_DATA LISTING_.
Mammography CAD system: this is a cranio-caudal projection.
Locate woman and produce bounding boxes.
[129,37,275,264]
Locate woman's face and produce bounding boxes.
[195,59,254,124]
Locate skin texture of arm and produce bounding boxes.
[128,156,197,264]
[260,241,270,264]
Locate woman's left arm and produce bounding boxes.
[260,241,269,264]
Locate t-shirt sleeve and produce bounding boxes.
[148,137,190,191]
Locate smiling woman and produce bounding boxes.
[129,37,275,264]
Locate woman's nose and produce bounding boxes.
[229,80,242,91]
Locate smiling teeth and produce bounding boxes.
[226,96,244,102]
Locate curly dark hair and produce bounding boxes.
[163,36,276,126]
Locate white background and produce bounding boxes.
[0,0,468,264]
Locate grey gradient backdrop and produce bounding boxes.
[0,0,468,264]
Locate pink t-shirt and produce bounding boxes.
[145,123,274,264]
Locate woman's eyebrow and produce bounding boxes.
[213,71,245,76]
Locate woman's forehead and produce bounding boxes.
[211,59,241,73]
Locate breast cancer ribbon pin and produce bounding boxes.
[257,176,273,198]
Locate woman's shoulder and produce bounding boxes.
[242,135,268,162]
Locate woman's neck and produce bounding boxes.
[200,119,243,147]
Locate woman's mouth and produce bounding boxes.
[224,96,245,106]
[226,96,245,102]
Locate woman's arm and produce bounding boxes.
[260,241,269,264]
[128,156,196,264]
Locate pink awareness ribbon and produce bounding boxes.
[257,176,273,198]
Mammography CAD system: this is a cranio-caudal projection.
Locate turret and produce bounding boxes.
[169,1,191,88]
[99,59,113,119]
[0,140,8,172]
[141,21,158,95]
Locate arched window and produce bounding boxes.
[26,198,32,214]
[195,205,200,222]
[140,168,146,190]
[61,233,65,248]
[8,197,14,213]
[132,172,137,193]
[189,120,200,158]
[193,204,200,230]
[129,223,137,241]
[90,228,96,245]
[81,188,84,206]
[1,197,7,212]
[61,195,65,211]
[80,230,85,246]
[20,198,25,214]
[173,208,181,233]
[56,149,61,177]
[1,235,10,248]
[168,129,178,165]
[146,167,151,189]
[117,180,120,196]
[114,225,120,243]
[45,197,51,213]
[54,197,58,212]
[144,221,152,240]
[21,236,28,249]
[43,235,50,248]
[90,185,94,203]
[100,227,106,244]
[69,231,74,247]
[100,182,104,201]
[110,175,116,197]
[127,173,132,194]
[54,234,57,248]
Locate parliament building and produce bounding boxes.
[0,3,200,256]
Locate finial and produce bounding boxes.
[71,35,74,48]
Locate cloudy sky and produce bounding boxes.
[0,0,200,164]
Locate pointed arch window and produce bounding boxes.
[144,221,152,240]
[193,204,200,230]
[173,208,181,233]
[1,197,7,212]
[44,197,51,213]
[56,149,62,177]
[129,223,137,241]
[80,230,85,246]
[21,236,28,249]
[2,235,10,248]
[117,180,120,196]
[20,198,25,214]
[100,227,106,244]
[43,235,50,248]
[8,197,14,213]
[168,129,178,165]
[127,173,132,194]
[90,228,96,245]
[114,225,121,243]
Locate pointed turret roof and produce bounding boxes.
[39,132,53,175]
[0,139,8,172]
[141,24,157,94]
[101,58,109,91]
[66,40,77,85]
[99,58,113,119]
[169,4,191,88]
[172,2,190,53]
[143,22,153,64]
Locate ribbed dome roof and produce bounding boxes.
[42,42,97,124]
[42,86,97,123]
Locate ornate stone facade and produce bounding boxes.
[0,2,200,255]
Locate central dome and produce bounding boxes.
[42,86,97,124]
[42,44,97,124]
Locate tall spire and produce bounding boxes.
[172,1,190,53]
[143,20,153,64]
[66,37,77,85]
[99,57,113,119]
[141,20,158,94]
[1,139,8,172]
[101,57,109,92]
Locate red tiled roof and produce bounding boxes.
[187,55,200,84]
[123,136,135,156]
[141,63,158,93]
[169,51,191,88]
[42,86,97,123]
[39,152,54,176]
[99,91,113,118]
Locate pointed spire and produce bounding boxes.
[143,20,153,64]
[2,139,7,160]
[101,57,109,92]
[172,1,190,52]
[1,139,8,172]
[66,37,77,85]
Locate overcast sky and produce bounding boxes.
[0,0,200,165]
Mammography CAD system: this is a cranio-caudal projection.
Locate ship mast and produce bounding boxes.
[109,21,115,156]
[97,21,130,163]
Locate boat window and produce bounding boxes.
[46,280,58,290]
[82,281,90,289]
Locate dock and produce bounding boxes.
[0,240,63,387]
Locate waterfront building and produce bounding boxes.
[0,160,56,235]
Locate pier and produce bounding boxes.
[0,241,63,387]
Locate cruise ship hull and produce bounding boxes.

_PROBLEM REQUIREMENTS_. Pick out every line of the records that contains the string "ship", with case counting, and copy those lines.

_WRITTEN SOLUTION_.
Locate ship mast and produce bounding boxes.
Locate cruise ship hull and produce bounding boxes.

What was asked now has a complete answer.